» Text shown:
--

PH Levels of Food
The pH scale measures the acidity or alkalinity of a substance. Substances with a pH level lower than 7 are called acidic, while substances with a higher pH are called alkaline. The pH of foods doesn’t always correspond to their acid-forming or alkaline-forming properties in the body.
How PH Affects The Body
The human body is almost 70 percent water. Water is considered neutral on the pH scale, at about 7. Blood is slightly alkaline, normally between 7.35 and 7.45. If the pH falls below that, a condition called acidosis occurs. If the pH is higher, the condition is called alkalosis. Both conditions can be fatal.
Acidity In The Body
Acids are formed in the body when metabolism occurs, as well as when you eat acid-forming foods. Highly processed foods, sugar, caffeine and most proteins are considered acid-forming and put strain on the body’s systems to maintain proper pH balance. A food doesn’t have to have a low pH to be considered acid-forming in the body.

--

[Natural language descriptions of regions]
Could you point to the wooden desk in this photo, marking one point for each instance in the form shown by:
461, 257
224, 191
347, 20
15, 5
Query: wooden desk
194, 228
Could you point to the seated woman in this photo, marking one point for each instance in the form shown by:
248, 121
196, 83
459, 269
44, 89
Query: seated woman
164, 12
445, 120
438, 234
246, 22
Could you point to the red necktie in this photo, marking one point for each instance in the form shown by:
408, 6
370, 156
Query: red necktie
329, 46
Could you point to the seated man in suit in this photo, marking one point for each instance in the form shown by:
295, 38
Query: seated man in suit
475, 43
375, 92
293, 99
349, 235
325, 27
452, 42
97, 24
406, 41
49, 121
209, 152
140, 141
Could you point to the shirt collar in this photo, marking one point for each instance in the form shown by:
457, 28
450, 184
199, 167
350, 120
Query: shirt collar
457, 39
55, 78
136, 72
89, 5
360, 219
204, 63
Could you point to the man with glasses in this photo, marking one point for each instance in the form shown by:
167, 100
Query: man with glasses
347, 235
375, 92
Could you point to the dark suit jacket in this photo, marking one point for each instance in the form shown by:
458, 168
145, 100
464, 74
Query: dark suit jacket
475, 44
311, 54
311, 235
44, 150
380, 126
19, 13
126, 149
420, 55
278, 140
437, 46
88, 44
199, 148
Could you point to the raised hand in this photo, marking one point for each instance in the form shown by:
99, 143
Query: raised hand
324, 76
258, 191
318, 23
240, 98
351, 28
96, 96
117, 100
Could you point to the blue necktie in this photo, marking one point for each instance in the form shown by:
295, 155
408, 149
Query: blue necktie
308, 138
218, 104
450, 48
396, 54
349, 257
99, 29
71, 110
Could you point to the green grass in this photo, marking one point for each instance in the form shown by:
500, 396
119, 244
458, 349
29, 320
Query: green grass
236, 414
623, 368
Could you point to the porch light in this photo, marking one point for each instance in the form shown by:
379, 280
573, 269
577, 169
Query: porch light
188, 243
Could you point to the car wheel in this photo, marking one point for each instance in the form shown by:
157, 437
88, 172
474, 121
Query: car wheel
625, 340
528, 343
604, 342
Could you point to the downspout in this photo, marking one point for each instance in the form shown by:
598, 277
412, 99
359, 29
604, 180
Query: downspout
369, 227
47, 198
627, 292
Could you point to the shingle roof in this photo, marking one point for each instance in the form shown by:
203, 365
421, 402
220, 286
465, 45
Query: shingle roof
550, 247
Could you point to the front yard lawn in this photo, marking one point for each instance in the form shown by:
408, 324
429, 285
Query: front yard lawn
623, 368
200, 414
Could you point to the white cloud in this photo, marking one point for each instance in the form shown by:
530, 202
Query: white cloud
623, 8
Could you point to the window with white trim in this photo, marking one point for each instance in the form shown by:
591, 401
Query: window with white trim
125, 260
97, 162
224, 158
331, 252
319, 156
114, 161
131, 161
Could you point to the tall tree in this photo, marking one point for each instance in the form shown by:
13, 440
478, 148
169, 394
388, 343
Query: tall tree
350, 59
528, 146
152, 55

--

» Questions to answer:
a: Condense the paragraph in the text on food pH that begins "The human body is almost 70 percent water" into a short bulleted list that keeps its main facts.
b: Resume the text on food pH after its last sentence, keeping its topic and plain style.

» Answers per task:
a:
- The human body is almost 70 percent water, which is neutral at about pH 7.
- Blood is slightly alkaline, normally between pH 7.35 and 7.45.
- A pH below that range causes acidosis, and a pH above it causes alkalosis.
- Both conditions can be fatal.

b:
Alkalinity In The Body
Several systems in the body ensure that the pH balance of the blood and other bodily fluids are maintained at a slightly alkaline level. The respiratory system and the excretory system both help eliminate acids in the body as does the ingestion of alkaline-forming foods such as leafy green vegetables. Some highly acidic foods, such as lemons, are alkaline-forming in the body.
Foods with low pH are not necessarily acid-forming in the body. Tomatoes are acidic but alkaline-forming in the body. It depends on how the food affects the pH of the urine. Also, highly acidic foods (those with low pH) require less heating than low-acid foods when canning. Examples of low pH foods are most jams, jellies and fruit.
Most vegetables, meat and poultry have high pH levels and are considered to be alkaline, even though many of them are acid-producing in the body. These foods have to be canned with higher temperatures to prevent botulism.